Written exercise: Every line of the listing must be reproduced as it stands. Leave the images behind.

========

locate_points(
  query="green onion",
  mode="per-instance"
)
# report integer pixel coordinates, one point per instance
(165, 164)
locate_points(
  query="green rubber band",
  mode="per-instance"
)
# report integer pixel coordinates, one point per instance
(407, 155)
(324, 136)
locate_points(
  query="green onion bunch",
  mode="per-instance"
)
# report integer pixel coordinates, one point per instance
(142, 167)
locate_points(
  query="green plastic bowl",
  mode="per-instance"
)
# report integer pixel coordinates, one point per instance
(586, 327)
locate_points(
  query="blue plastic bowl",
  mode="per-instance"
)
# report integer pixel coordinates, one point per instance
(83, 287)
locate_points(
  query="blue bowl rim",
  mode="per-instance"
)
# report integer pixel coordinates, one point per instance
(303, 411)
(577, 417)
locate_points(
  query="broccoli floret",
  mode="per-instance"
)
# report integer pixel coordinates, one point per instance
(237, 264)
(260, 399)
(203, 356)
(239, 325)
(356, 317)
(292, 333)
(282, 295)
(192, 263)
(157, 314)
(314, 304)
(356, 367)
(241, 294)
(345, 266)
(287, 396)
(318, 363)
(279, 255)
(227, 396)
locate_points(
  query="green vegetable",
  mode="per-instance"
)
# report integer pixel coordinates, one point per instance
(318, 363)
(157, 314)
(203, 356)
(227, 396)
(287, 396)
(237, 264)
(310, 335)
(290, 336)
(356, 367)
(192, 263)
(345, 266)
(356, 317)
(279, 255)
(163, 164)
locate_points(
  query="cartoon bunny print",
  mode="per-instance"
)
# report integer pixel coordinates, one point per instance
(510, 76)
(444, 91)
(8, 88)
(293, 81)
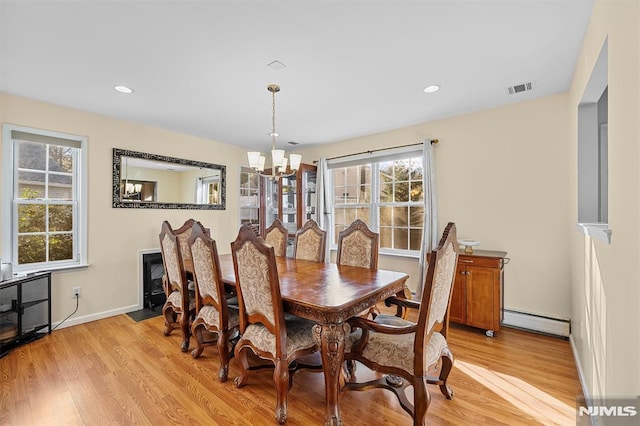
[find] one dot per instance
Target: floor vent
(537, 323)
(524, 87)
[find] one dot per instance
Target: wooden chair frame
(277, 226)
(224, 332)
(284, 362)
(359, 225)
(311, 226)
(172, 312)
(420, 378)
(183, 233)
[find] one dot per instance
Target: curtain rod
(433, 142)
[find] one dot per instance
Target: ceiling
(353, 67)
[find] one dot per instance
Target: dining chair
(310, 242)
(213, 315)
(276, 235)
(264, 330)
(406, 350)
(180, 303)
(358, 246)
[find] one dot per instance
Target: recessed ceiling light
(431, 88)
(276, 65)
(123, 89)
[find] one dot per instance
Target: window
(387, 194)
(249, 197)
(43, 200)
(209, 191)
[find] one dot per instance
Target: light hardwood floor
(117, 371)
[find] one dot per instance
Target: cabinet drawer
(489, 262)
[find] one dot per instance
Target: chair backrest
(310, 242)
(276, 235)
(176, 277)
(207, 274)
(358, 246)
(436, 296)
(184, 232)
(258, 285)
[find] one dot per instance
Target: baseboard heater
(538, 323)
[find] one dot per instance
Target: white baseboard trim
(533, 322)
(94, 317)
(576, 358)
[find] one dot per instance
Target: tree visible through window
(387, 195)
(249, 197)
(44, 203)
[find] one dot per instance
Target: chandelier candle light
(278, 160)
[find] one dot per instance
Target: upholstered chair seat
(276, 236)
(396, 350)
(175, 299)
(214, 316)
(299, 336)
(358, 246)
(210, 315)
(180, 306)
(405, 350)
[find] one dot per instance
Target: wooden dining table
(329, 295)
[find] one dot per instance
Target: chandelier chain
(273, 120)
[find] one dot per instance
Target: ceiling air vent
(524, 87)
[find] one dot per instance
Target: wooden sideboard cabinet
(292, 199)
(478, 290)
(25, 309)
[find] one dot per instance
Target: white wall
(502, 176)
(606, 278)
(110, 284)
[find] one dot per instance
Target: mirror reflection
(142, 180)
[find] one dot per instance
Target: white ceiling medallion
(518, 88)
(433, 88)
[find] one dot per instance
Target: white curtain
(323, 193)
(430, 224)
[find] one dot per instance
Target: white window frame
(9, 206)
(374, 159)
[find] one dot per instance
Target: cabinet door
(290, 196)
(309, 175)
(271, 195)
(458, 308)
(482, 297)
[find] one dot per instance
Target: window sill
(598, 231)
(24, 272)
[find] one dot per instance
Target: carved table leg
(331, 338)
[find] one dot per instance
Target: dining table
(329, 295)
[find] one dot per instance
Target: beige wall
(502, 177)
(606, 278)
(110, 284)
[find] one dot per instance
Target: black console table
(25, 309)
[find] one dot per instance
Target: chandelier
(278, 160)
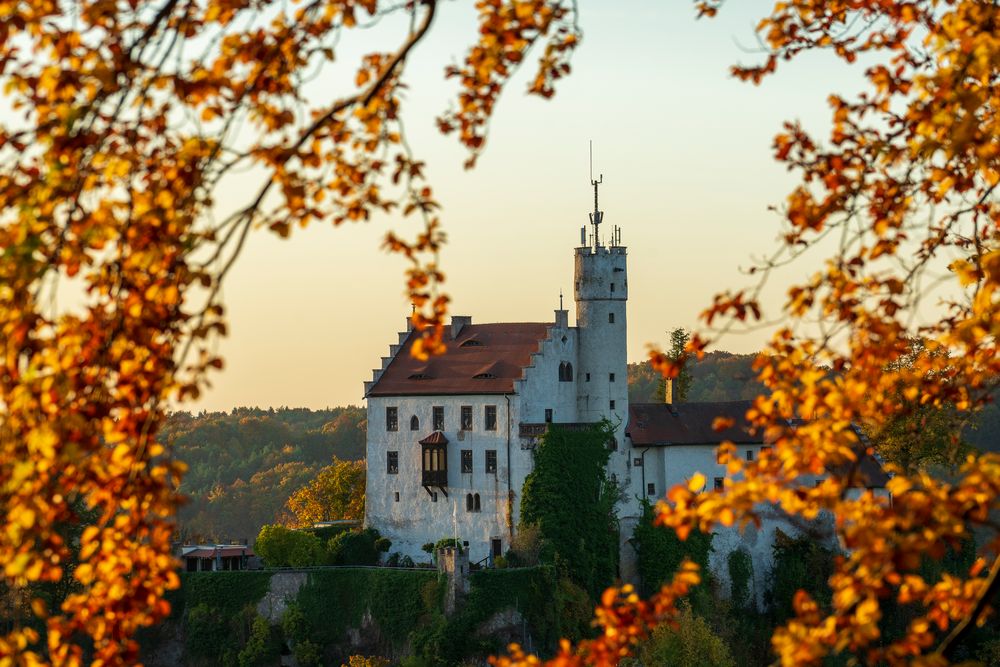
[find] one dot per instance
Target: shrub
(283, 547)
(357, 547)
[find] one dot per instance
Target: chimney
(457, 322)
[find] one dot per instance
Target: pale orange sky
(688, 176)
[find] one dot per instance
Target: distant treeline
(243, 465)
(725, 376)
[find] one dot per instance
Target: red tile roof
(688, 423)
(660, 424)
(482, 359)
(212, 552)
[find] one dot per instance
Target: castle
(450, 440)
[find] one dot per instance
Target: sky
(685, 153)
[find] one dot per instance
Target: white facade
(575, 375)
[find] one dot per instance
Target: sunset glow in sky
(685, 151)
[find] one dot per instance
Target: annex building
(451, 440)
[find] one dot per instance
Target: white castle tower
(601, 291)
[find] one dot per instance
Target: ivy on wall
(570, 498)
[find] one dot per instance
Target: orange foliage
(130, 115)
(908, 182)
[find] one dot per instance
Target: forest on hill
(244, 464)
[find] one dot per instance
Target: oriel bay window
(434, 460)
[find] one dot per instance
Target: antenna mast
(597, 216)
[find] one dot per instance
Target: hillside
(243, 465)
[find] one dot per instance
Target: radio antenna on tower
(597, 216)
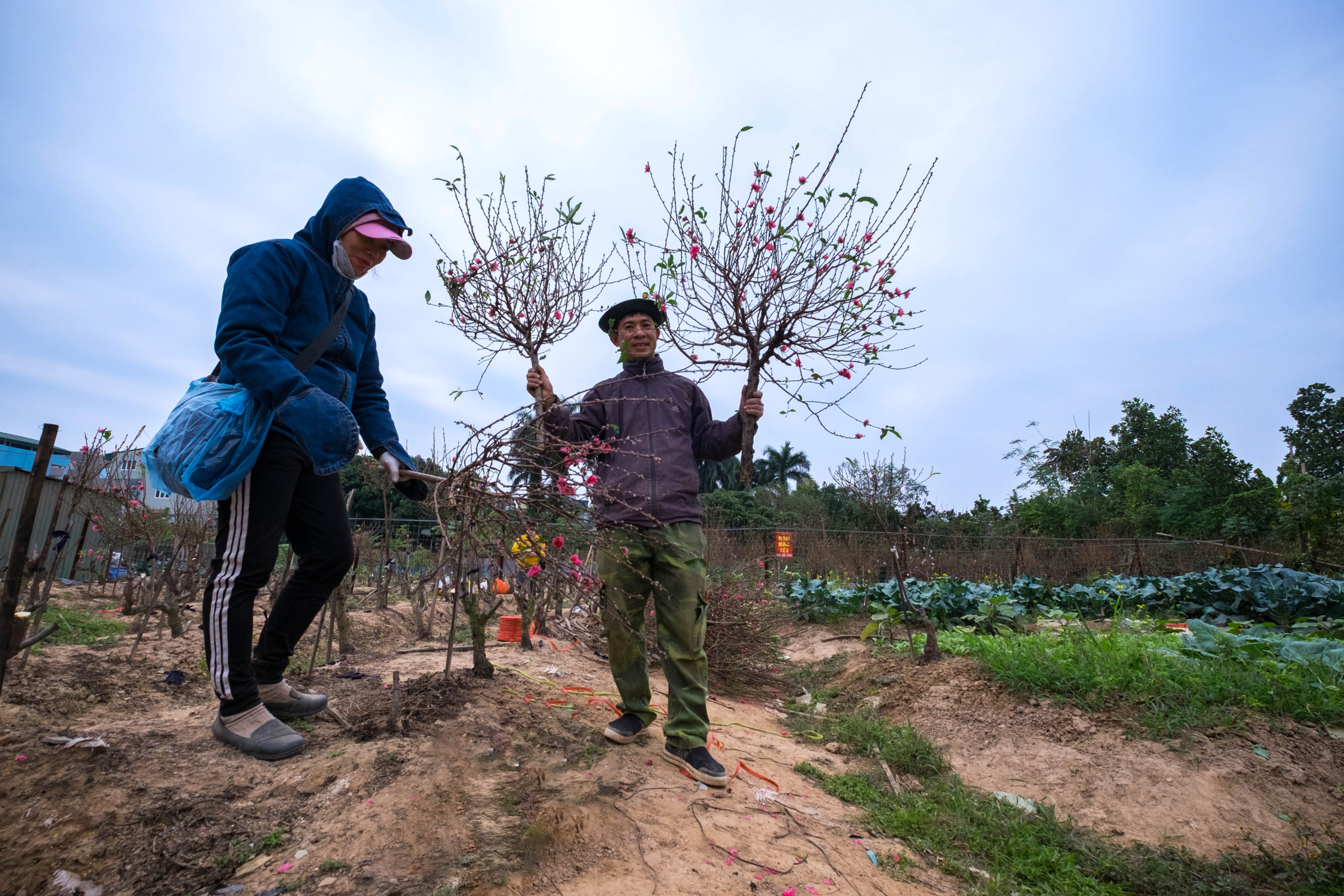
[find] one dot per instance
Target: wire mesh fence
(872, 556)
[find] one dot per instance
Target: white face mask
(340, 261)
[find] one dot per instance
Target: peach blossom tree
(790, 279)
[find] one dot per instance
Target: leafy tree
(733, 510)
(369, 500)
(1217, 469)
(1159, 442)
(1318, 441)
(784, 465)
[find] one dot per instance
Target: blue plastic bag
(209, 444)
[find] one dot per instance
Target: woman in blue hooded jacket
(279, 297)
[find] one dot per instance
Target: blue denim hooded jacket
(279, 296)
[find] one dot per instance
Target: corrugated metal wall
(14, 483)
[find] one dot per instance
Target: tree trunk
(539, 608)
(44, 563)
(284, 577)
(344, 633)
(385, 574)
(75, 565)
(481, 667)
(128, 602)
(537, 409)
(749, 428)
(524, 609)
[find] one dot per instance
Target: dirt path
(495, 792)
(487, 789)
(1203, 793)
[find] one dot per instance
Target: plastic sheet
(209, 444)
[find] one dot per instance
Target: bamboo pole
(23, 535)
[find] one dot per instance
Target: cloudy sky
(1131, 199)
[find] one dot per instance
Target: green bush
(81, 626)
(1037, 852)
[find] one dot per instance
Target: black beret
(612, 316)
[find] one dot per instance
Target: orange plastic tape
(608, 703)
(745, 767)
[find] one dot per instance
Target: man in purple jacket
(647, 507)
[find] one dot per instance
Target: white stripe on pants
(224, 587)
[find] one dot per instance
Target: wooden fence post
(22, 536)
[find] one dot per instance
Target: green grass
(591, 754)
(870, 735)
(239, 852)
(960, 828)
(1172, 692)
(81, 626)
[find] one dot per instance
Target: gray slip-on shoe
(625, 729)
(273, 741)
(699, 763)
(300, 704)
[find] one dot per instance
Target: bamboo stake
(394, 722)
(318, 638)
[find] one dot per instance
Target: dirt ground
(491, 790)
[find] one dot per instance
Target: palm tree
(785, 465)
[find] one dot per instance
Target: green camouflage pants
(668, 565)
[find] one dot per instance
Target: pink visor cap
(375, 227)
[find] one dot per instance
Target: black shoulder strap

========

Result of the exercise:
locate_points(
  query="green onion",
  mode="per-instance"
)
# report integer pixel coordinates, one point per instance
(165, 164)
locate_points(
  query="green rubber band",
  mode="per-instance"
)
# report integer pixel coordinates, one point per instance
(407, 155)
(324, 136)
locate_points(
  query="green onion bunch",
  mode="per-instance"
)
# report integer pixel coordinates, one point per instance
(142, 167)
locate_points(
  query="green plastic bowl",
  mode="per-instance"
)
# report integer pixel coordinates, one point per instance
(586, 327)
locate_points(
  query="blue plastic bowl",
  mode="per-instance"
)
# report integer pixel coordinates, one point per instance
(83, 287)
locate_points(
  query="blue bowl rim",
  mode="per-instance"
)
# report integer pixel coordinates, one point per instance
(303, 411)
(577, 417)
locate_points(
  query="broccoli floret",
  mode="per-instance"
)
# report integer pixel coordinates, one point per instance
(237, 264)
(260, 399)
(203, 356)
(239, 325)
(356, 317)
(292, 333)
(282, 295)
(192, 263)
(157, 314)
(314, 304)
(356, 367)
(241, 294)
(345, 266)
(287, 396)
(318, 363)
(279, 255)
(227, 396)
locate_points(
  query="green vegetable",
  mode="per-instance"
)
# report integer pixel coordinates, one point per instance
(318, 363)
(157, 314)
(203, 356)
(227, 396)
(287, 396)
(237, 264)
(310, 335)
(290, 336)
(356, 367)
(192, 263)
(345, 266)
(356, 317)
(279, 255)
(163, 164)
locate_points(
  query="cartoon bunny print",
  mode="per-instance"
)
# report integer pixel coordinates, one point per instance
(510, 76)
(444, 91)
(8, 88)
(293, 81)
[find] one dot per instance
Target: floor vent
(537, 323)
(524, 87)
[find] one dot per instance
Target: wooden chair frame
(277, 226)
(224, 332)
(284, 362)
(359, 225)
(311, 226)
(172, 312)
(420, 378)
(183, 233)
[find] one dot per instance
Target: curtain rod
(433, 142)
[find] one dot per instance
Target: ceiling
(353, 67)
[find] one dot per instance
Target: dining chair
(310, 242)
(213, 315)
(276, 235)
(264, 330)
(406, 350)
(180, 303)
(358, 246)
[find] one dot per instance
Target: recessed ceiling light
(431, 88)
(276, 65)
(123, 89)
[find] one dot per instance
Target: window
(387, 194)
(249, 197)
(43, 200)
(209, 191)
[find] one dot per instance
Target: light hardwood floor
(117, 371)
[find] one dot per instance
Target: cabinet drawer
(489, 262)
[find] one dot per instance
Target: chair backrest
(310, 242)
(276, 235)
(176, 277)
(207, 274)
(358, 246)
(436, 296)
(184, 232)
(258, 285)
[find] one dot per instance
Target: baseboard heater
(538, 323)
[find] one dot per instance
Target: white baseboard trim
(533, 322)
(94, 317)
(576, 358)
[find] one dot per instance
Target: tree visible through window
(387, 195)
(249, 197)
(44, 203)
[find] one dot per instance
Target: chandelier candle light
(278, 160)
[find] one dot per instance
Target: upholstered chair seat
(276, 236)
(396, 350)
(175, 299)
(214, 316)
(299, 336)
(358, 246)
(210, 315)
(180, 306)
(405, 350)
[find] one dot per instance
Target: wooden dining table
(329, 295)
[find] one dot per instance
Target: chandelier chain
(273, 120)
[find] one dot per instance
Target: ceiling air vent
(524, 87)
[find] one dot per instance
Target: wooden sideboard cabinet
(292, 199)
(478, 290)
(25, 309)
[find] one dot per instance
Target: white wall
(502, 176)
(606, 278)
(110, 284)
[find] one dot per instance
Target: mirror reflection
(142, 180)
[find] one dot per instance
Target: white ceiling medallion
(518, 88)
(433, 88)
[find] one dot per instance
Target: white curtain
(323, 193)
(430, 224)
[find] one dot per instance
Target: white window frame
(9, 206)
(374, 159)
[find] one dot per instance
Target: cabinet door
(290, 196)
(309, 175)
(271, 195)
(458, 308)
(482, 297)
[find] one dot per instance
Target: window sill
(598, 231)
(24, 272)
[find] one dot per instance
Target: carved table leg
(331, 338)
[find] one dot per instance
Target: dining table
(329, 295)
[find] one dot per instance
Target: beige wall
(502, 177)
(606, 278)
(110, 284)
[find] one dot per instance
Target: black console table
(25, 309)
[find] one dot per instance
Target: chandelier
(278, 160)
[find] one dot per instance
Target: shrub
(283, 547)
(357, 547)
[find] one dot per instance
Target: chimney
(457, 322)
[find] one dot per instance
Target: pale orange sky
(688, 176)
[find] one dot per instance
Target: distant treeline
(243, 465)
(725, 376)
[find] one dot per instance
Target: red tile roof
(688, 423)
(660, 424)
(482, 359)
(212, 552)
[find] one dot per instance
Target: castle
(450, 440)
[find] one dot per instance
Target: sky
(685, 153)
[find] one dot per instance
Target: white facade
(575, 375)
[find] one dot per instance
Target: sunset glow in sky
(685, 151)
[find] one dot per instance
Target: annex building
(451, 440)
[find] one dot per instance
Target: white castle tower
(601, 291)
[find] one dot per instance
Target: ivy on wall
(570, 498)
[find] one dot per instance
Target: orange foliage
(130, 115)
(908, 182)
[find] one dot per instance
Target: forest on hill
(244, 464)
[find] one dot per instance
Target: oriel bay window
(434, 460)
[find] one dot per instance
Target: antenna mast
(597, 216)
[find] one dot per instance
Target: hillside
(243, 465)
[find] one dot per instance
Target: radio antenna on tower
(597, 216)
[find] one dot per instance
Target: wire mesh fence
(872, 556)
[find] one dot per instance
Target: white face mask
(340, 261)
[find] one dot per instance
Target: peach blossom tree
(790, 279)
[find] one dot per instance
Target: leafy tree
(733, 510)
(369, 500)
(1217, 469)
(1159, 442)
(1318, 441)
(784, 465)
[find] one dot per instance
Target: blue plastic bag
(209, 444)
[find] one dot per instance
Target: woman in blue hooded jacket
(279, 297)
[find] one dot per instance
Target: blue denim hooded jacket
(279, 296)
[find] one dot per instance
Target: corrugated metal wall
(14, 483)
[find] one dot per instance
Target: tree trunk
(539, 608)
(44, 563)
(284, 577)
(344, 633)
(385, 574)
(75, 565)
(481, 667)
(128, 602)
(537, 409)
(749, 428)
(524, 609)
[find] one dot per instance
Target: dirt path
(495, 792)
(487, 789)
(1203, 793)
[find] one dot per instance
Target: plastic sheet
(209, 444)
[find] one dot per instance
Target: bamboo pole
(23, 535)
[find] one dot per instance
Target: cloudy sky
(1131, 199)
[find] one dot per instance
Target: green bush
(81, 626)
(1037, 852)
[find] one dot per instance
Target: black beret
(612, 316)
[find] one dot per instance
Target: orange plastic tape
(608, 703)
(745, 767)
[find] one dot per instance
Target: man in purple jacket
(647, 507)
[find] one dot per instance
Target: white stripe on pants
(224, 587)
[find] one dot per instance
Target: wooden fence post
(22, 536)
[find] one dot per instance
Target: green grass
(591, 754)
(870, 735)
(239, 852)
(960, 828)
(1172, 692)
(81, 626)
[find] one dot per instance
Target: gray slip-on shoe
(625, 729)
(273, 741)
(699, 763)
(300, 704)
[find] one dot per instance
Target: bamboo stake
(394, 722)
(318, 638)
[find] one dot per instance
Target: dirt ground
(491, 790)
[find] one dot per instance
Target: palm tree
(785, 465)
[find] one dot per instance
Target: green camouflage pants
(668, 565)
[find] one dot per instance
Target: pink visor cap
(375, 227)
[find] one dot per instance
Target: black shoulder strap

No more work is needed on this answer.